EXTRACT TO READ:
##############################

Fine-grainedly Synthesize Streaming Data Based On Large Language Models With Graph Structure Understanding For Data Sparsity
This addresses data sparsity problems for e-commerce platforms analyzing user reviews, representing an incremental improvement over existing LLM-based approaches.
The paper tackles sentiment analysis performance issues caused by sparse user data in e-commerce by proposing a framework that uses LLMs with enhanced graph understanding to synthesize supplementary data, achieving MSE reductions of 45.85%, 3.16%, and 62.21% on three datasets.
Due to the sparsity of user data, sentiment analysis on user reviews in e-commerce platforms often suffers from poor performance, especially when faced with extremely sparse user data or long-tail labels. Recently, the emergence of LLMs has introduced new solutions to such problems by leveraging graph structures to generate supplementary user profiles. However, previous approaches have not fully utilized the graph understanding capabilities of LLMs and have struggled to adapt to complex streaming data environments. In this work, we propose a fine-grained streaming data synthesis framework that categorizes sparse users into three categories: Mid-tail, Long-tail, and Extreme. Specifically, we design LLMs to comprehensively understand three key graph elements in streaming data, including Local-global Graph Understanding, Second-Order Relationship Extraction, and Product Attribute Understanding, which enables the generation of high-quality synthetic data to effectively address sparsity across different categories. Experimental results on three real datasets demonstrate significant performance improvements, with synthesized data contributing to MSE reductions of 45.85%, 3.16%, and 62.21%, respectively.

##############################

INFORMATION SUPPLIED:
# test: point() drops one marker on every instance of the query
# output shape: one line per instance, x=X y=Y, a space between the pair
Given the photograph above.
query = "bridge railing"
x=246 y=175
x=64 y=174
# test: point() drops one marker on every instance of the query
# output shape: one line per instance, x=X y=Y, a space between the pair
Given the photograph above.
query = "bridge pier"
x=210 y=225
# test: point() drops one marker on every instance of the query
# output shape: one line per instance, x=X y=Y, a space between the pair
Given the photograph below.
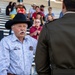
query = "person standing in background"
x=55 y=53
x=16 y=54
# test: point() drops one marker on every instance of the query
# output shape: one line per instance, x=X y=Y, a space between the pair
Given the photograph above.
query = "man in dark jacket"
x=55 y=53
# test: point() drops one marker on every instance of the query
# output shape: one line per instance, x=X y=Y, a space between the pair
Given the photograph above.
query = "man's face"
x=19 y=29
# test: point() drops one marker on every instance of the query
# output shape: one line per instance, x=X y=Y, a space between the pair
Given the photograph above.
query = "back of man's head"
x=70 y=4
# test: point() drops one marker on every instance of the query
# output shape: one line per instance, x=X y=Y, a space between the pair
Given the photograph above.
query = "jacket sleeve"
x=4 y=58
x=42 y=53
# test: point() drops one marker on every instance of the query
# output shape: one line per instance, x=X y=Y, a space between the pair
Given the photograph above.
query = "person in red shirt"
x=36 y=29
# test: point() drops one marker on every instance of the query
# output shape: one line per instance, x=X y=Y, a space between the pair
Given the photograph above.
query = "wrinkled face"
x=19 y=30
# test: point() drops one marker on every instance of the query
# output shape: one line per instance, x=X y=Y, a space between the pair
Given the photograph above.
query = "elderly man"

##############################

EXERCISE INSTRUCTIONS:
A: Copy out the abstract on sparse user data word for word, everything from "Fine-grainedly Synthesize Streaming" down to "on three datasets.".
B: In the abstract on sparse user data, what three categories does the proposed framework sort sparse users into?
The rows are separate material and aren't connected to the abstract on sparse user data.

EXPECTED OUTPUTS:
A:
Fine-grainedly Synthesize Streaming Data Based On Large Language Models With Graph Structure Understanding For Data Sparsity
This addresses data sparsity problems for e-commerce platforms analyzing user reviews, representing an incremental improvement over existing LLM-based approaches.
The paper tackles sentiment analysis performance issues caused by sparse user data in e-commerce by proposing a framework that uses LLMs with enhanced graph understanding to synthesize supplementary data, achieving MSE reductions of 45.85%, 3.16%, and 62.21% on three datasets.

B: Mid-tail, Long-tail, and Extreme.